**ARTICLE**.
Prof. Mario Caligiuri. DR.

Mardi 14 mai 2019

English version here

Mohsen Abdelmoumen : Vous êtes un expert de niveau mondial en matière de renseignement. Comment expliquez-vous l’incapacité de certains pays occidentaux à combattre le terrorisme ?

Prof. Mario Caligiuri : Tout problème social doit être appréhendé dans sa vraie nature, qui est culturelle. L’Occident interprète le monde de ses propres yeux et ne le comprend donc pas complètement. L’invasion de l’Irak sur la base de faux renseignements faisant état de l’existence d’armes chimiques qui n’existaient pas, ou l’intervention contre Kadhafi en Libye pour stabiliser la situation et créer le chaos en fin de compte, étaient des erreurs évidentes. En fait, ils ont donné des résultats opposés à ceux escomptés, contribuant à la résurgence de l’intégrisme islamique, qui attaque l’Occident chez lui, les régimes modérés de l’Islam lui-même et les chrétiens vivant en Asie et en Afrique. Mais derrière tout le phénomène du territoire, les vraies raisons sont politiques.

Comment expliquez-vous que certains pays occidentaux ont accueilli sur leur sol des terroristes qui ont semé la terreur en Syrie, en Irak et, bien avant, en Algérie ?

L’Occident n’a pas une seule voix. Chaque pays promeut sa propre politique étrangère, qui est inévitablement en contradiction avec celle d’un d’autre. Ce sont des erreurs d’appréciation parce qu’on envisage le court terme d’un point de vue électoral national. Il y a un manque de vision et de coordination, que l’Union européenne et l’OTAN ont de plus en plus de mal à réaliser.

**OBJECTIF A**.
Restitue mot pour mot tout ce qui va de « L’Occident n’a pas » jusqu'à « mal à réaliser. » dans l'entretien sur le renseignement.
L'entretien et les lignes ci-dessous n'ont aucun lien entre eux.

**LIGNES EXTRAITES**.
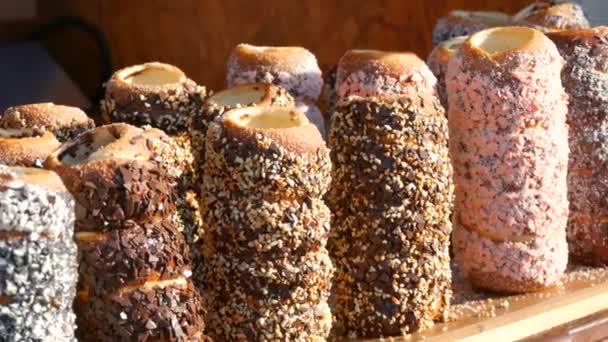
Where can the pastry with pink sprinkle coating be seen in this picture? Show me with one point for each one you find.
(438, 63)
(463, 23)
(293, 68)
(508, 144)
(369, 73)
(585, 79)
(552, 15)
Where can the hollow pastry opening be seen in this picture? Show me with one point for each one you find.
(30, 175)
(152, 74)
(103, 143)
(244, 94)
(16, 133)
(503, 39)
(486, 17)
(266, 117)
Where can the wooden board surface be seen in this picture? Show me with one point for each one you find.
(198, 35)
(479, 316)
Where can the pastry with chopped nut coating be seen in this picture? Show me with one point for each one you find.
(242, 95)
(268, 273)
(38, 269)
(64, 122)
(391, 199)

--

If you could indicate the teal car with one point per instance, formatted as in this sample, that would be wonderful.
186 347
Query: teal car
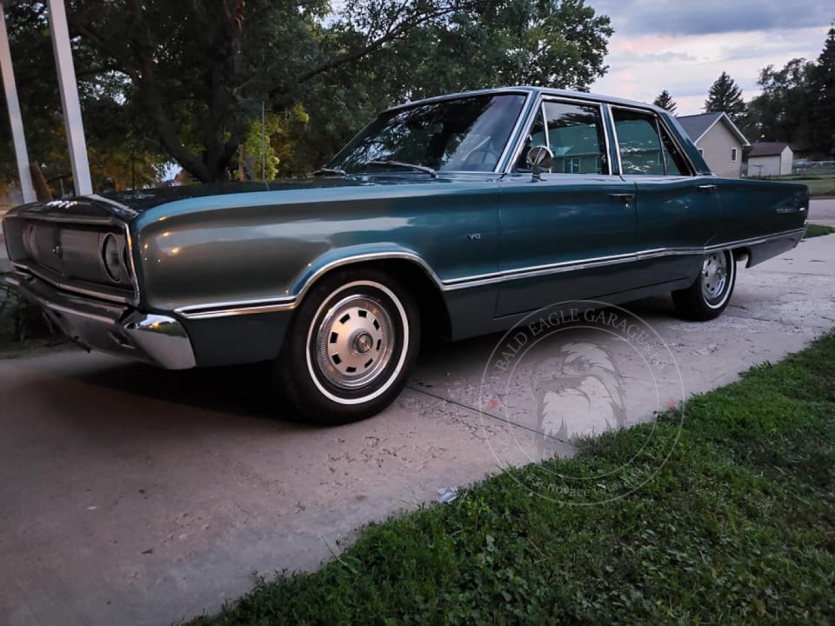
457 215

**OBJECTIF B**.
Rassemble, s'il te plaît, toutes les lignes ci-dessus qui contiennent le mot « each », recopiées telles quelles.

**RÉPONSE A**.
L’Occident n’a pas une seule voix. Chaque pays promeut sa propre politique étrangère, qui est inévitablement en contradiction avec celle d’un d’autre. Ce sont des erreurs d’appréciation parce qu’on envisage le court terme d’un point de vue électoral national. Il y a un manque de vision et de coordination, que l’Union européenne et l’OTAN ont de plus en plus de mal à réaliser.

**RÉPONSE B**.
Where can the pastry with pink sprinkle coating be seen in this picture? Show me with one point for each one you find.
Where can the hollow pastry opening be seen in this picture? Show me with one point for each one you find.
Where can the wooden board surface be seen in this picture? Show me with one point for each one you find.
Where can the pastry with chopped nut coating be seen in this picture? Show me with one point for each one you find.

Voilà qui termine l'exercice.